'''
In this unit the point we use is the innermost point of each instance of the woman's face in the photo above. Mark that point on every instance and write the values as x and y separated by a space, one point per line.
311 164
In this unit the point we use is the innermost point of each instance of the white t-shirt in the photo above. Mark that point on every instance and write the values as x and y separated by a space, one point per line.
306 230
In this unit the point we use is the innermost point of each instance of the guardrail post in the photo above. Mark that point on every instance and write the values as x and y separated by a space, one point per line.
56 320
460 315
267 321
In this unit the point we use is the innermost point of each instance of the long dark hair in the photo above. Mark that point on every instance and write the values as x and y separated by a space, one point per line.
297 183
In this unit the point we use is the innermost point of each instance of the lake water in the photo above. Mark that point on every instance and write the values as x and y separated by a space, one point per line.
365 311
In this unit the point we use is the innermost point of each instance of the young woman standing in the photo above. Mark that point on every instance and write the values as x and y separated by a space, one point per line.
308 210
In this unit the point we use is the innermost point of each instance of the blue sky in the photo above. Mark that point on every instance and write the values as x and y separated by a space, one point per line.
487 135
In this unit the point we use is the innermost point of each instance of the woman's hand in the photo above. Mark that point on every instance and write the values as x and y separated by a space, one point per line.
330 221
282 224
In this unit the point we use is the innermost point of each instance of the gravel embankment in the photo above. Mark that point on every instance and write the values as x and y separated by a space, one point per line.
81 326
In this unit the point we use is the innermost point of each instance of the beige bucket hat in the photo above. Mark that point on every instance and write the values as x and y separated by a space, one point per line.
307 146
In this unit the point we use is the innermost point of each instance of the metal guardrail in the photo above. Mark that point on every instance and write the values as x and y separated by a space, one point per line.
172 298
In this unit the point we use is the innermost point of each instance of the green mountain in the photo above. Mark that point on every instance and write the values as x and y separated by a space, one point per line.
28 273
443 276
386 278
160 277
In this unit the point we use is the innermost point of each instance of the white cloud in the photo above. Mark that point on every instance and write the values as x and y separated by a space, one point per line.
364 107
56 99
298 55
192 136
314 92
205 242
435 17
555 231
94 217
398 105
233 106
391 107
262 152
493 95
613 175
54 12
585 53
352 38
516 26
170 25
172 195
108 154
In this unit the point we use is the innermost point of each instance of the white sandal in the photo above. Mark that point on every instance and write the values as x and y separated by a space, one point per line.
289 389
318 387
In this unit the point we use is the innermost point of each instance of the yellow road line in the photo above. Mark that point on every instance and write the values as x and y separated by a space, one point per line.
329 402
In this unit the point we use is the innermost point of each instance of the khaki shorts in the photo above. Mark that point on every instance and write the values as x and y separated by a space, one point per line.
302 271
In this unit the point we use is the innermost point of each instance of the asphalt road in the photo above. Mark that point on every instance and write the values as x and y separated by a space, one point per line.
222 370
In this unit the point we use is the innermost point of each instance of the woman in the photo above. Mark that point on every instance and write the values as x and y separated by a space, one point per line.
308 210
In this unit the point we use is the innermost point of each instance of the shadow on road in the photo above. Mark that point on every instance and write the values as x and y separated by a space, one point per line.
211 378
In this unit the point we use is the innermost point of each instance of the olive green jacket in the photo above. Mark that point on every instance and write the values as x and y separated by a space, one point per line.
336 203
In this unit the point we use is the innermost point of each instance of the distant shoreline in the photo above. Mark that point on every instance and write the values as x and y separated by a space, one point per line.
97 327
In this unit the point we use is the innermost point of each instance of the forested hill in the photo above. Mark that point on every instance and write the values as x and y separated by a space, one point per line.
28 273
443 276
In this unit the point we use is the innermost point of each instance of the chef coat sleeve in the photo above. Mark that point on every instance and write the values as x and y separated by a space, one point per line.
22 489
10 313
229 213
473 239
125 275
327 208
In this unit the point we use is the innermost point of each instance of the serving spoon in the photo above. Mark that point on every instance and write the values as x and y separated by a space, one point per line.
'''
**Exercise details:**
Without any change, write the listing out again.

**Finished task:**
In this unit the point we use is the innermost point of each instance of the woman's face in the photo above. Mark that point on every instance and write the values as x and y separated by a space, one point per line.
311 164
In this unit the point we use is the innermost point of each instance of the white t-shirt in the photo above. Mark that point on every instance and write the values as x and y separated by a space, one point per line.
306 230
In this unit the point we use is the innermost point of each instance of the guardrail post in the photo above. Mark that point on every instance and write the values as x and y separated by a space, one point per line.
56 320
460 315
267 321
In this unit the point we use is the innermost point of each instance of the long dark hair in the photo above. Mark that point on every instance and write the values as x and y separated by a space, one point per line.
297 183
In this unit the point we use is the innermost point of each instance of the lake water in the photo above. Mark that point on every instance and write the values as x and y separated by a space, one point per line.
365 311
In this unit the point we use is the innermost point of each instance of the young woman standing in the photo above. Mark that point on every instance and write the values as x and y separated by a space, one point per line.
308 210
In this unit the point we use is the innermost point of each instance of the blue sky in the photo above. Mark that point on every instance and write the values as x and y separated by a space, one point per line.
487 135
In this unit the point we use is the innermost point of each instance of the woman's hand in the photo above. Mark that point on every instance and write the values as x and y separated by a space, one point per line.
330 221
282 224
In this unit the point we use is the innermost point of each instance of the gravel embankment in the photo above. Mark that point on every instance and write the values as x and y separated by a space, one point per line.
81 326
In this unit the point we use is the innermost point of each instance of the beige bucket hat in the photo above. Mark that point on every instance and write the values as x and y separated by a space, one point per line.
307 146
In this unit the point we use is the innermost point of each instance of the metal guardrail in the photo above. Mark that point on every instance and write the values as x and y separated by a space, one point per line.
172 298
In this unit the point we use is the innermost point of each instance of the green mountain in the photo above. Mark that point on every instance and write the values as x and y separated by a space, one point per line.
28 273
443 276
386 278
160 277
In this unit the point we use is the innermost point of each instance of the white cloud in the photo above. Mark that point on every instance and write the values as x and y separated by a space, one point per line.
364 107
56 99
298 55
192 136
314 92
205 242
435 17
555 231
94 217
398 105
233 106
391 107
262 152
493 95
613 175
54 12
585 53
352 38
516 26
170 25
172 195
108 154
In this unit the point we use is the innermost point of each instance of the white sandal in the photo above. Mark that point on every instance and write the values as x and y separated by a space, one point per line.
289 389
318 387
In this unit the point we use is the innermost point of each instance of the yellow road line in the photo above. Mark that point on every instance and write the values as x and y separated by a space, one point per line.
329 402
In this unit the point we use is the innermost point of each instance of the khaki shorts in the photo above. Mark that point on every instance and write the values as x and y separated by a space, one point per line.
302 271
In this unit the point we use is the innermost point of each instance of the asphalt road in the photo above. Mark that point on every instance and write the values as x and y separated by a space, one point per line.
222 370
In this unit the point we use is the innermost point of each instance of the woman in the photo above. Mark that point on every instance and write the values as x and y separated by a space, one point per line.
308 210
In this unit the point we use is the innermost point of each instance of the shadow on road in the photo above. Mark that point on every instance and write the values as x and y separated by a space, one point per line.
211 378
In this unit the point we use is the innermost point of each instance of the olive green jacket in the photo above. Mark that point on every instance and write the values as x and y separated by a space, one point per line.
336 203
In this unit the point we use is the innermost point of each instance of the distant shoreline in the photo above. Mark that point on every instance and write the values as x and y separated by a space, one point per line.
97 327
In this unit the point we use is the innermost point of each instance of the forested hill in the photo above. Mark that point on every instance and write the values as x and y separated by a space, one point per line.
28 273
443 276
In this unit the point we use is the innermost point of each instance of the chef coat sleeve in the photo above. Mark that point on every instance and write the values as x and y separated by a space, one point per line.
22 489
10 313
229 213
473 239
125 275
327 208
In this unit the point we use is the innermost point of each instance of the serving spoon in the photo above. Mark that point on every instance and write the values as x and y separated by a space, one point per line.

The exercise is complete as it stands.